Instruction
Print the material below back out line for line, with nothing altered.

Material for the task
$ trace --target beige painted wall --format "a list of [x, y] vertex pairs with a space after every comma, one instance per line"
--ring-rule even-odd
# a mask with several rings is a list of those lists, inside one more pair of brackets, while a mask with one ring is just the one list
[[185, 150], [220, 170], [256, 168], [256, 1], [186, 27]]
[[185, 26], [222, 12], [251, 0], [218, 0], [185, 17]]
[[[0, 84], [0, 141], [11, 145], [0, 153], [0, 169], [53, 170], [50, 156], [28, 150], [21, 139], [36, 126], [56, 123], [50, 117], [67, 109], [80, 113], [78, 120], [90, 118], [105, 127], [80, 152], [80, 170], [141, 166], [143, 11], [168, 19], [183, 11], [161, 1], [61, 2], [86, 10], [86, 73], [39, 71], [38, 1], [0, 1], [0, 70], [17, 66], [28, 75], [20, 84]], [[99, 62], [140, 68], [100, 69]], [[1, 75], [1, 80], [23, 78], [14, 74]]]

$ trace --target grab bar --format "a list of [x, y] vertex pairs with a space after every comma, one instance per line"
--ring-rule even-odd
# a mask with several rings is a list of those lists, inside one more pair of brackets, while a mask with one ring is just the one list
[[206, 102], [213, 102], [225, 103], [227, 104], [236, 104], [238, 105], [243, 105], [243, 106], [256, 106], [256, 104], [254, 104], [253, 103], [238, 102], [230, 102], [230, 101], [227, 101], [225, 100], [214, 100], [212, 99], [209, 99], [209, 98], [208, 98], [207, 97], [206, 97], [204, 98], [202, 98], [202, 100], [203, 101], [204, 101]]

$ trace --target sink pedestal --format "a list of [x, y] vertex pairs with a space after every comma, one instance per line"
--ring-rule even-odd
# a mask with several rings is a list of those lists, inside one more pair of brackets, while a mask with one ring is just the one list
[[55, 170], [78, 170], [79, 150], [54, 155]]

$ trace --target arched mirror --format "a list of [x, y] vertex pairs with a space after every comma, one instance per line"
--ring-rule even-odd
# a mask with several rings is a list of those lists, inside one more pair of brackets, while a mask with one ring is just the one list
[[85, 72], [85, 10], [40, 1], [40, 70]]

Exercise output
$ trace --target beige painted wall --format "a list of [x, y] vertex pairs with a space after every comma, one instance per line"
--ring-rule even-odd
# a mask with several rings is a list of those lists, inside one more pair of brackets, while a mask with one ring is just the one list
[[185, 150], [220, 170], [256, 168], [256, 1], [186, 27]]
[[185, 26], [222, 12], [251, 0], [218, 0], [185, 17]]
[[[0, 84], [0, 141], [11, 145], [0, 153], [0, 169], [53, 170], [50, 156], [28, 150], [21, 139], [36, 126], [56, 123], [50, 117], [67, 109], [80, 113], [78, 120], [90, 118], [105, 127], [80, 152], [80, 170], [141, 166], [143, 11], [168, 19], [183, 11], [161, 1], [61, 2], [86, 10], [86, 73], [39, 71], [38, 1], [0, 1], [0, 70], [17, 66], [28, 75], [20, 84]], [[99, 62], [140, 68], [100, 69]], [[1, 75], [1, 80], [23, 78], [14, 74]]]

$ trace --target grab bar --format "a list of [x, y] vertex pairs with a space after every comma, one instance per line"
--ring-rule even-odd
# a mask with several rings is a list of those lists, inside one more pair of brackets, while a mask with one ring is just the one list
[[206, 102], [213, 102], [225, 103], [227, 104], [236, 104], [238, 105], [243, 105], [243, 106], [256, 106], [256, 104], [254, 104], [253, 103], [238, 102], [230, 102], [230, 101], [227, 101], [225, 100], [214, 100], [212, 99], [209, 99], [209, 98], [208, 98], [207, 97], [206, 97], [204, 98], [202, 98], [202, 100], [203, 101], [204, 101]]

$ trace --target sink pedestal --format "a list of [x, y] vertex pairs with a space after every comma, one instance per line"
--ring-rule even-odd
# a mask with several rings is a list of those lists, inside one more pair of brackets, while a mask with one ring is just the one list
[[55, 170], [78, 170], [79, 150], [54, 155]]

$ trace --target arched mirror --format "a list of [x, y] vertex pairs with a space after every comma, one instance per line"
--ring-rule even-odd
# a mask with several rings is a list of those lists, inside one more pair of brackets, while a mask with one ring is just the one list
[[85, 72], [85, 10], [40, 1], [40, 70]]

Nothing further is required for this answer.